STUDY TEXT

<<<<

The workout heart rate for a man 55 years of age will depend on his physical condition and his exercise goals. You can improve your heart and lung capacity by beginning at a pace that raises your heart rate to half of its maximum. You can further benefit by pushing yourself to exercise at a pace that increases your heart rate to 70, 80 or even 90 percent of its maximum -- if you are fit enough. The first step to choosing your target heart rate is to estimate your maximum heart rate. Then you can select an appropriate range of heart rates for your workouts.
Video of the Day
Estimating Your Maximum Heart Rate
The standard formula for estimating a man's maximum heart rate hasn't changed in nearly four decades. Simply subtract your age from 220. A 55-year-old man's maximum heart rate would be 165 beats per minute. His actual maximum would probably lie between 155 and 175 beats per minute, depending on his health and fitness level. The estimated figure is sufficient for setting target heart rate goals for routine fitness training.

>>>>

BRIEF A
Copy the passage of the heart rate text that opens with the words containing "The workout heart" and closes with "for your workouts.".
BRIEF B
List every heart rate in the heart rate text that is given in beats per minute.
BRIEF C
In the heart rate text, what is the standard formula for estimating a man's maximum heart rate?
The lines that come after this play no part in the work.

DATA SEGMENT
<<<<

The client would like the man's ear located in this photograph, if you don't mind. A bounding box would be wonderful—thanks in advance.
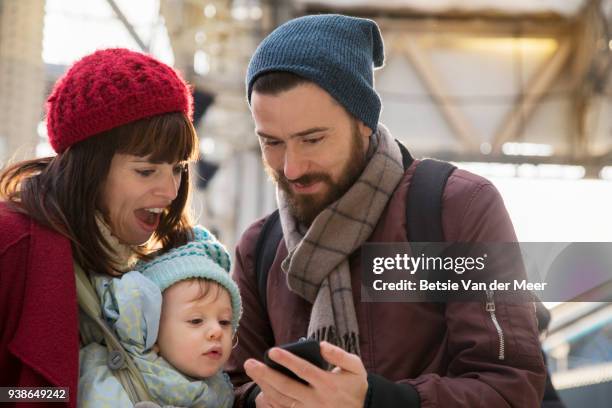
[357,120,374,140]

>>>>

ANSWER SECTION A
The workout heart rate for a man 55 years of age will depend on his physical condition and his exercise goals. You can improve your heart and lung capacity by beginning at a pace that raises your heart rate to half of its maximum. You can further benefit by pushing yourself to exercise at a pace that increases your heart rate to 70, 80 or even 90 percent of its maximum -- if you are fit enough. The first step to choosing your target heart rate is to estimate your maximum heart rate. Then you can select an appropriate range of heart rates for your workouts.

ANSWER SECTION B
165, 155, 175

ANSWER SECTION C
Subtract his age from 220.